◆ **PROBLEMS AND TASKS**:
1. Pull out every line of the records that contains the string "xmax". Case counts.
2. Write the next part of the Supreme Court opinion on North Carolina's railroad income tax, picking up after its last sentence.

◆ **EXTRACT PROVIDED**:

----------------

Atlantic Coast Line Co v. Doughton Norfolk Southern Co v. Same Seaboard Air Line Ry Co v. Same Southern Ry Co v. Same

Decision Date04 June 1923
Docket NumberNo. 744,No. 724,No. 756,No. 727,724,727,744,756
Citation43 S.Ct. 620,67 L.Ed. 1051,262 U.S. 413
PartiesATLANTIC COAST LINE R. CO. v. DOUGHTON, Commissioner of Revenue, et al. NORFOLK SOUTHERN R. CO. v. SAME. SEABOARD AIR LINE RY. CO. v. SAME. SOUTHERN RY. CO. v. SAME
CourtU.S. Supreme Court

Mr. Thomas W. Davis, of Wilmington, N. C., for appellant Atlantic Coast Line R. Co.

[Argument of Counsel from page 414 intentionally omitted] Mr. W. B. Rodman, of Norfolk, Va., for appellant Norfolk Southern R. Co.

Mr. Murray Allen, of Raleigh, N. C., for Seaboard Air Line Ry. Co.

Mr. S. R. Prince, of Washington, D. C., for appellant Southern Ry. Co.

Messrs. Geo. H. Brown, of Washington, N. C., and Wm. P. Bynum, of Greensboro, N. C., for appellees.

Mr. Justice BRANDEIS delivered the opinion of the Court.

The Constitution of North Carolina (article 5, section 3, as amended January 7, 1921) authorizes the General Assembly to tax incomes at a rate not exceeding 6 per cent. The Income Tax Act of March 8, 1921 (Revenue Act, c. 34, schedule D, §§ 100-904, as amended by chapter 35, Public Laws 1921), laid upon corporations a tax equal to 3 per cent. of the entire net income as therein defined and upon individuals a progressive tax not exceeding that percentage. For the purpose of ascertaining the taxable income, the statute divides taxpayers into three classes—individuals, ordinary corporations, and public service corporations (including railroads). The statute, in terms, taxes only net income. For railroads and other public service corporations required to keep accounts according to the method established by the Interstate Commerce Commission, it makes those accounts the basis for determining the 'net operating income' (section 202 as amended), and it directs that, in order to ascertain the 'net income,' there shall be deducted from the net operating income (a) uncollectible revenue; (b) taxes for the income year, other than income taxes, and war profits and excess profits taxes; (c) amounts paid for car hire. Whether the statute is unconstitutional, ecause it fails to include among the deductions from income allowed public service corporations the capital charges, including other rentals paid, is the main question for decision.

----------------

◆ **MATERIAL FOR THIS TASK**:

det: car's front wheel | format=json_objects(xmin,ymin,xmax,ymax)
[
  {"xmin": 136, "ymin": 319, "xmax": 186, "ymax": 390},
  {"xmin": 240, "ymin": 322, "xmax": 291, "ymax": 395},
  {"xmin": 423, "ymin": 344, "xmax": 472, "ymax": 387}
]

----------------

◆ **TASK ANSWERS**:
1.
det: car's front wheel | format=json_objects(xmin,ymin,xmax,ymax)
  {"xmin": 136, "ymin": 319, "xmax": 186, "ymax": 390},
  {"xmin": 240, "ymin": 322, "xmax": 291, "ymax": 395},
  {"xmin": 423, "ymin": 344, "xmax": 472, "ymax": 387}

2.
The first year's tax under the act was payable in 1922, with respect to the net income received during the calendar year 1921. To enjoin its enforcement these four corporations brought suit in the federal court for the Eastern district of North Carolina against the commissioner of revenue and others. Each plaintiff owns and operates a line of railroad within the state, and is an interstate carrier. Each assails the statute on the grounds that it violates the commerce clause, the Fourteenth Amendment, and the state Constitution, and only on these grounds. Each case was heard upon the merits, and in each a final decree was entered dismissing the bill. Appeals were taken under section 238 of the Judicial Code (Comp. St. § 1215), and orders of the District Court stayed collection of the taxes pending the determination of the appeals. Since the cases are properly here on federal questions, all questions presented by the record, whether involving federal law or state law, must be considered. Southern Railway Co v. Watts, 260 U. S. 519, 43 Sup. Ct. 192, 67 L. Ed. ——.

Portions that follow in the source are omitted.